→ **DESCRIPTION OF THE TASK**: Rewrite these lines with "orange sky" changed to "evening sky" and nothing else altered. Leave the pictures out of your answer.

-- Begin SUPPLIED ENTRIES --

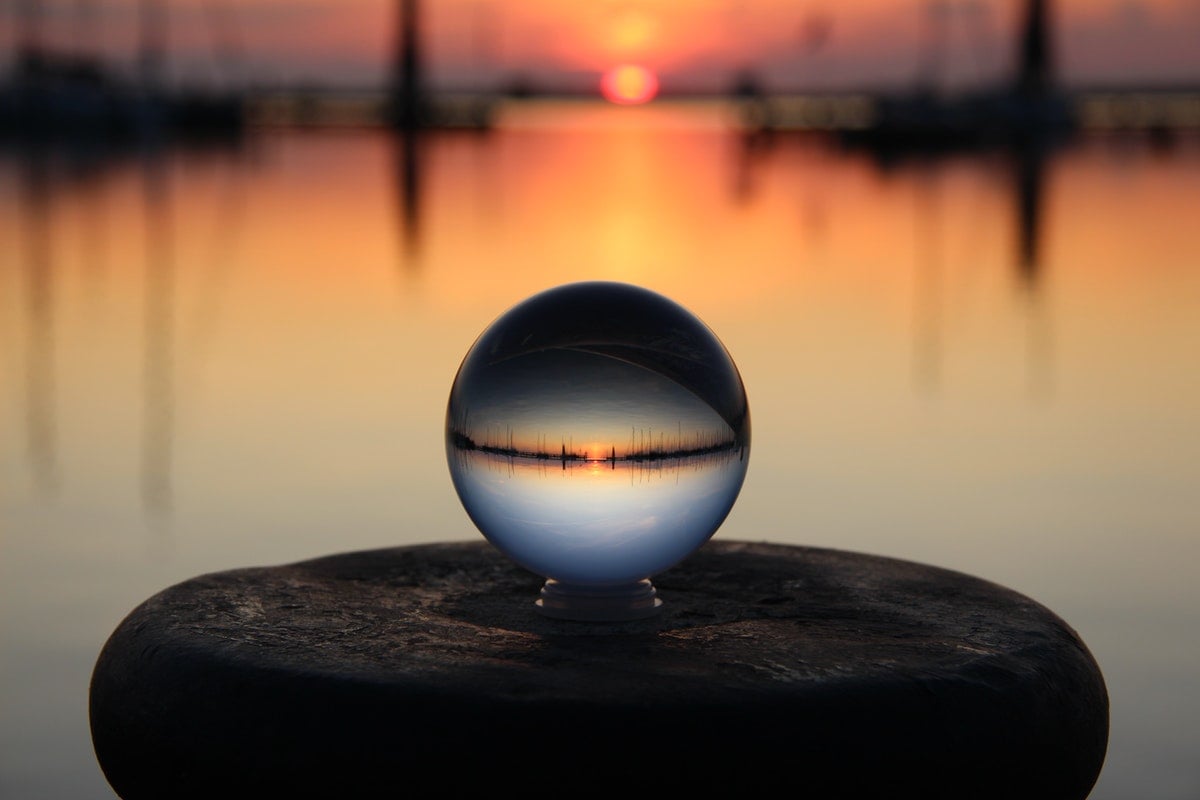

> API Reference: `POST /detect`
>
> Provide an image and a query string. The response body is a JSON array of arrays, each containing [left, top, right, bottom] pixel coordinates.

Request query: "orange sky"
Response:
[[7, 0, 1200, 90]]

-- End SUPPLIED ENTRIES --

→ **FULL ANSWER**:
> API Reference: `POST /detect`
>
> Provide an image and a query string. The response body is a JSON array of arrays, each containing [left, top, right, bottom] pixel coordinates.

Request query: "evening sky"
Response:
[[7, 0, 1200, 90]]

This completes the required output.